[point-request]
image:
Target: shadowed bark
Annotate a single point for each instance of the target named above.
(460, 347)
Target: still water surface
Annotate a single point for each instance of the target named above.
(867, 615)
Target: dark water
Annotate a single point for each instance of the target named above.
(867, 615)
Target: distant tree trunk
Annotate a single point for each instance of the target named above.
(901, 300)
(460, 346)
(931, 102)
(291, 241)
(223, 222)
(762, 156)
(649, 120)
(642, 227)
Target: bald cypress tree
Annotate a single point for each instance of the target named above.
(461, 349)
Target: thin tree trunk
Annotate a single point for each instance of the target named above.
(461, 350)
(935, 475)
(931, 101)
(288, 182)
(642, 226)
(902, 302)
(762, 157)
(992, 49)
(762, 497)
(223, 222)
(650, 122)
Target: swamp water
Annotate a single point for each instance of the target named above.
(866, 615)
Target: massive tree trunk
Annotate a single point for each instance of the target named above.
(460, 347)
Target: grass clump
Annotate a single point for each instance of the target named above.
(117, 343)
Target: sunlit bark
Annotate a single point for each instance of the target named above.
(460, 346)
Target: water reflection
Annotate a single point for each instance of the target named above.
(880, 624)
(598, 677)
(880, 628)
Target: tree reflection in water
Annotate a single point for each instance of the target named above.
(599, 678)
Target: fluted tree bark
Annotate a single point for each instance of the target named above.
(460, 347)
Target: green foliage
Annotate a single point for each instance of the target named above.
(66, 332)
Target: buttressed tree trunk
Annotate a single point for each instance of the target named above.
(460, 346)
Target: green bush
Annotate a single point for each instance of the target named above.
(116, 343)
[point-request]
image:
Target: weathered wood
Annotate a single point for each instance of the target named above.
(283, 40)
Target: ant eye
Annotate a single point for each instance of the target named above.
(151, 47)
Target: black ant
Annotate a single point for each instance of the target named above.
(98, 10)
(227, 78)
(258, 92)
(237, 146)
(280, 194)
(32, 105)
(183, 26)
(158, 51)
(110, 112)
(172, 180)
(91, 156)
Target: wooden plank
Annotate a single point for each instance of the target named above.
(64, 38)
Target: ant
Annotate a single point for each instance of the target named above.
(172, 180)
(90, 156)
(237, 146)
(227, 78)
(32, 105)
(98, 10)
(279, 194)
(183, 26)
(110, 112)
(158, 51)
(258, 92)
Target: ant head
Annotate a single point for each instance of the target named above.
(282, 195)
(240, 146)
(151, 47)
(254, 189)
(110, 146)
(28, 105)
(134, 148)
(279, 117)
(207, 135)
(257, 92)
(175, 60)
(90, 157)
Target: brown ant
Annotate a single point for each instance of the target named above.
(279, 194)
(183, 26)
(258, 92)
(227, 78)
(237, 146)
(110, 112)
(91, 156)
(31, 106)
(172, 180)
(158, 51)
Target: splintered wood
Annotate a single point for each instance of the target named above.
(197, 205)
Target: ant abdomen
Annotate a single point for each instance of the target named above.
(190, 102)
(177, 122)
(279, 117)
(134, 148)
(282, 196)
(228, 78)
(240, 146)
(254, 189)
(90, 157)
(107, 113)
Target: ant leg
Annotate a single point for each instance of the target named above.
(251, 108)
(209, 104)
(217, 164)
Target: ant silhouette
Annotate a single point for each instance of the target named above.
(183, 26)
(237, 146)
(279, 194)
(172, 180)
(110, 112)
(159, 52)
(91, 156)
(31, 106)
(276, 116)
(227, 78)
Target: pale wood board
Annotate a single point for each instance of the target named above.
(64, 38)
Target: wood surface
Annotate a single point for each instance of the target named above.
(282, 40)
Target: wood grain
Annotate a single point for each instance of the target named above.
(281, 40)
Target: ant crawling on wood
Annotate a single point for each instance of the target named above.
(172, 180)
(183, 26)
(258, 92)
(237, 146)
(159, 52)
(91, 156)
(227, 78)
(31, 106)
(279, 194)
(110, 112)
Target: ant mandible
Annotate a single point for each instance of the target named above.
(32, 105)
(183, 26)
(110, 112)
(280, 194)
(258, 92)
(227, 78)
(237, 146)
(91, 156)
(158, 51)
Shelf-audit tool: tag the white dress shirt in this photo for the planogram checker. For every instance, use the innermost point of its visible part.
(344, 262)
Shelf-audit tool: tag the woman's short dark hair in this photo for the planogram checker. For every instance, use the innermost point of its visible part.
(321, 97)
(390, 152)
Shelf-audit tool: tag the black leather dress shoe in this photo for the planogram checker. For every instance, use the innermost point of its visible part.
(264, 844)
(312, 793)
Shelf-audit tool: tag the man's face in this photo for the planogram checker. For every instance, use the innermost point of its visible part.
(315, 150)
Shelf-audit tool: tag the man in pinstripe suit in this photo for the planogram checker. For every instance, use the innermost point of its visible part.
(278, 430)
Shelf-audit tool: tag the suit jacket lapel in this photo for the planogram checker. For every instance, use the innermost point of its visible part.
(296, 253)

***

**WHAT THE TASK REQUIRES**
What is needed is a faithful transcription of every entry.

**TASK ANSWER**
[point-request]
image:
Target: shadowed bark
Annotate a single point for each instance of the target named above.
(460, 347)
Target: still water surface
Annotate a single point for each instance of the target named above.
(867, 615)
Target: dark water
Annotate a single point for each instance of the target named above.
(867, 615)
Target: distant tree trunk
Annotate a single point for each instance of the target named above.
(901, 300)
(460, 346)
(931, 102)
(291, 241)
(223, 222)
(762, 156)
(649, 120)
(642, 227)
Target: bald cypress tree
Annotate a single point for each instance of the target named above.
(461, 349)
Target: thin tree trunk
Annotate a single point for each instance of the target named above.
(461, 350)
(935, 475)
(931, 101)
(288, 182)
(642, 226)
(902, 302)
(762, 157)
(992, 49)
(762, 497)
(223, 222)
(650, 122)
Target: swamp water
Annotate a single point for each instance of the target named above.
(866, 615)
Target: massive tree trunk
Annotate a single point for each instance of the target named above.
(460, 347)
Target: grass clump
Annotate a single point for each instance of the target named above.
(117, 343)
Target: sunlit bark
Annotate a single point for each instance of the target named above.
(460, 346)
Target: water reflection
Annotate a single point for each instance of the target named above.
(880, 624)
(598, 677)
(880, 628)
Target: tree reflection in water
Annotate a single point for each instance of the target named above.
(599, 678)
Target: fluted tree bark
Annotate a single point for each instance of the target named above.
(460, 347)
Target: green foliage
Annotate a single point for each instance of the target named above.
(66, 332)
Target: buttressed tree trunk
Annotate a single point for each instance of the target named above.
(460, 346)
Target: green bush
Annotate a single point for each instance of the target named above.
(116, 343)
[point-request]
image:
Target: weathered wood
Annotate a single point for each instance of the target named above.
(283, 40)
Target: ant eye
Annotate a single point for each instance of the target named above.
(151, 47)
Target: black ant
Annotate a single point for each instance of the target named above.
(98, 10)
(227, 78)
(258, 92)
(237, 146)
(280, 194)
(32, 105)
(183, 26)
(158, 51)
(110, 112)
(172, 180)
(91, 156)
Target: wooden plank
Annotate a single point for each instance of the target named above.
(64, 38)
Target: ant
Annotate a single point for each instance of the target named above.
(172, 180)
(90, 156)
(237, 146)
(227, 78)
(32, 105)
(98, 10)
(279, 194)
(183, 26)
(110, 112)
(158, 51)
(258, 92)
Target: ant head
Annotate a single point for each instance of the target named above.
(282, 195)
(240, 146)
(151, 47)
(254, 189)
(110, 146)
(28, 105)
(134, 148)
(279, 117)
(207, 135)
(257, 92)
(175, 60)
(90, 157)
Target: brown ant
Annotate a single point for each instance of the target named above.
(279, 194)
(183, 26)
(258, 92)
(227, 78)
(237, 146)
(110, 112)
(91, 156)
(31, 106)
(172, 180)
(158, 51)
Target: splintered wood
Annotate a single point for each instance of the target named above.
(197, 205)
Target: ant abdomen
Annotate a single point for each instance of the target named above.
(190, 102)
(177, 122)
(279, 117)
(134, 148)
(282, 196)
(228, 78)
(240, 146)
(254, 189)
(90, 157)
(107, 113)
Target: ant leg
Annotate a single point for each instance of the target named above.
(251, 108)
(209, 104)
(217, 164)
Target: ant silhouette
Annotate a single point for each instance of the target named above.
(183, 26)
(237, 146)
(279, 194)
(172, 180)
(110, 112)
(159, 52)
(91, 156)
(31, 106)
(276, 116)
(227, 78)
Target: pale wood board
Annotate a single point for each instance of the target named above.
(64, 38)
Target: wood surface
Annotate a single point for each instance of the target named above.
(282, 40)
Target: wood grain
Annotate a single point for each instance of the target named above.
(281, 40)
Target: ant crawling on wood
Annotate a single point for each instance of the target named above.
(172, 180)
(183, 26)
(258, 92)
(237, 146)
(159, 52)
(91, 156)
(227, 78)
(31, 106)
(279, 194)
(110, 112)
Target: ant mandible
Annotate a single point for each instance of the target named above.
(32, 105)
(183, 26)
(110, 112)
(280, 194)
(258, 92)
(227, 78)
(237, 146)
(91, 156)
(158, 51)
Shelf-audit tool: tag the white dress shirt in this photo for the planogram checker. For every instance, use the innermost point of its visible part.
(344, 262)
Shelf-audit tool: tag the woman's short dark hair in this photo for the planogram checker. For every instance, use the innermost point of its visible part.
(321, 97)
(390, 152)
Shelf-audit tool: tag the black leather dress shoe in this photo for the planogram checker. For every instance, use the innermost point of its visible part.
(264, 844)
(312, 793)
Shelf-audit tool: tag the man's face in this photo for the planogram checker. For every instance, use the innermost point of its visible part.
(315, 150)
Shelf-audit tool: tag the man in pinstripe suit in this photo for the planogram checker. For every instance, use the innermost point of its visible part.
(278, 430)
Shelf-audit tool: tag the suit jacket lapel in this photo for the planogram checker. For every instance, use the innermost point of its visible part.
(296, 253)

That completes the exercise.